(Study text Opens)

Patients who forgo medications for both diabetes and chronic pain appear to be influenced primarily by economic pressures, whereas patients who cut back selectively on their diabetes treatments are influenced by their mood and medication beliefs. Our findings point toward more targeted strategies to assist diabetic patients who experience CRN.

Prescription drug spending in 2007 was >750 USD per capita in the U.S., of which patients must pay a growing share through medication copayments. Nine of 10 older adults use prescription medications, and those with Medicare Part D take five prescriptions per month on average. Even among low-income patients, most take their medications despite copayments; however, one-fifth or more of all patients may cut back because of cost concerns. Cost-related nonadherence to medications (CRN) has been associated with increased rates of serious adverse events, emergency department visits, hospitalizations, and poorer health.

Empirical studies have implicated financial, attitudinal, mood, and provider influences in CRN, although their relative effects are not well understood. Most of the variance in patients’ reports of CRN remains unexplained by financial measures. Although economic pressures drive these decisions, noncost factors appear to modify the effect of medication cost at a given level of ability to pay.

Most survey-based studies of CRN have used a single global question to ascertain adherence and, therefore, could not discern whether patients cut back uniformly across their medications or selectively. Studies using administrative data indicate that patients vary in their adherence across medications, but these studies could not explore fully the influences of factors such as patients’ mood and medication-related beliefs.

Building on our theoretical model of factors that influence patients’ elasticity of demand for prescription drugs, in the present study we explored further how cost and noncost factors influence patients’ adherence to prescription medications for two chronic conditions: type 2 diabetes and chronic pain. We hypothesized that although some patients would cut back on medications for both conditions, others would cut back selectively, and sought to understand the factors associated with these behaviors.

(Study text Closes)
(Stored data Opens)

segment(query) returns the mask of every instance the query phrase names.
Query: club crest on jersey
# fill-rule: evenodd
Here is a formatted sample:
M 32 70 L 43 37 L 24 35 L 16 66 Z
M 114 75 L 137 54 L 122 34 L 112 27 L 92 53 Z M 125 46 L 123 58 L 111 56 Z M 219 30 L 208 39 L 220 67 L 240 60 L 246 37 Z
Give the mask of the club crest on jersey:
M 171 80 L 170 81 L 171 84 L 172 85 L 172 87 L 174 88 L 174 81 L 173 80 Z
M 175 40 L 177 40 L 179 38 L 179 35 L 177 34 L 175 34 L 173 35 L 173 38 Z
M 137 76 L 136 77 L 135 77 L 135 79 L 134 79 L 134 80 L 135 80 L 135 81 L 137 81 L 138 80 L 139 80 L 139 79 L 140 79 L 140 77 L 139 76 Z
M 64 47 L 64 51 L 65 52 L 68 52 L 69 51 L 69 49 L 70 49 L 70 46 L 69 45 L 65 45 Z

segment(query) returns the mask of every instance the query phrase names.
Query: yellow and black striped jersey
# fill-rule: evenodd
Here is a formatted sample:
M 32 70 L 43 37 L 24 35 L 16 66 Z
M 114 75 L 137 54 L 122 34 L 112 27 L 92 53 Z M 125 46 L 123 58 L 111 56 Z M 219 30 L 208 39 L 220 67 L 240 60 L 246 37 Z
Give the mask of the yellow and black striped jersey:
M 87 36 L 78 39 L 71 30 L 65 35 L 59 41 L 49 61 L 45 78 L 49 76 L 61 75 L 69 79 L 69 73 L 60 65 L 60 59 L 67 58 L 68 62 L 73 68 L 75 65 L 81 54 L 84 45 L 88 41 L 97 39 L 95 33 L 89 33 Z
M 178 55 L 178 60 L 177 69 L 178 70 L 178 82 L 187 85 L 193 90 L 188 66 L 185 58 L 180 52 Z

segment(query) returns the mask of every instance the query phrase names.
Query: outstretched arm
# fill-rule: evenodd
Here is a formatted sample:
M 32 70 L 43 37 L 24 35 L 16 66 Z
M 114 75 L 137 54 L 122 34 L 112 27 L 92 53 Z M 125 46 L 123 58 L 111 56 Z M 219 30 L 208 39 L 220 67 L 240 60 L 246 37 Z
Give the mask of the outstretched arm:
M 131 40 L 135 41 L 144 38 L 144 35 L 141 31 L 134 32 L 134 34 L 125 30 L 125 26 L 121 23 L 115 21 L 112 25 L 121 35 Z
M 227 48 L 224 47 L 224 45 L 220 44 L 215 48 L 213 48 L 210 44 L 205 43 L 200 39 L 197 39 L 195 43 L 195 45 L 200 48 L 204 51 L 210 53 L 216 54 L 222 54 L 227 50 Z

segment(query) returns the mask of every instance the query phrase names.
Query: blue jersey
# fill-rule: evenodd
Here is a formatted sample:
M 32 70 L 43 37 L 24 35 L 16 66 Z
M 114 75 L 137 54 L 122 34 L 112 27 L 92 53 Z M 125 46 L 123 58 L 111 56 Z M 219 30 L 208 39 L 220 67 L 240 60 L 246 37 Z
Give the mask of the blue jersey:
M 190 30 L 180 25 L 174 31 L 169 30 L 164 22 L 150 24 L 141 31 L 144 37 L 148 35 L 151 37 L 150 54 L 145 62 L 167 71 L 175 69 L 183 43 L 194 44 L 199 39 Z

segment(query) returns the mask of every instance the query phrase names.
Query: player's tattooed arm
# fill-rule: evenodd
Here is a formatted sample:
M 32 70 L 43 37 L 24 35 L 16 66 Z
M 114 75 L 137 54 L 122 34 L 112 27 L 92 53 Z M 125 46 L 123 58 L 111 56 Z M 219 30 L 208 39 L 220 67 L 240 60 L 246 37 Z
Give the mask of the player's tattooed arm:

(Stored data Closes)

* What the task asks: Summarize the text on cost-related medication nonadherence in two sentences. The stored data entries are separate material, apart from the text.

* Answer for the task: Cost-related nonadherence to medications (CRN) has been linked to serious adverse events, hospitalizations and poorer health, yet financial measures leave most of its variance unexplained, and noncost factors appear to modify the effect of cost. Studying medications for type 2 diabetes and chronic pain, the authors found that patients who forgo treatments for both conditions are influenced mainly by economic pressures, while those who cut back selectively on diabetes treatments are influenced by their mood and medication beliefs.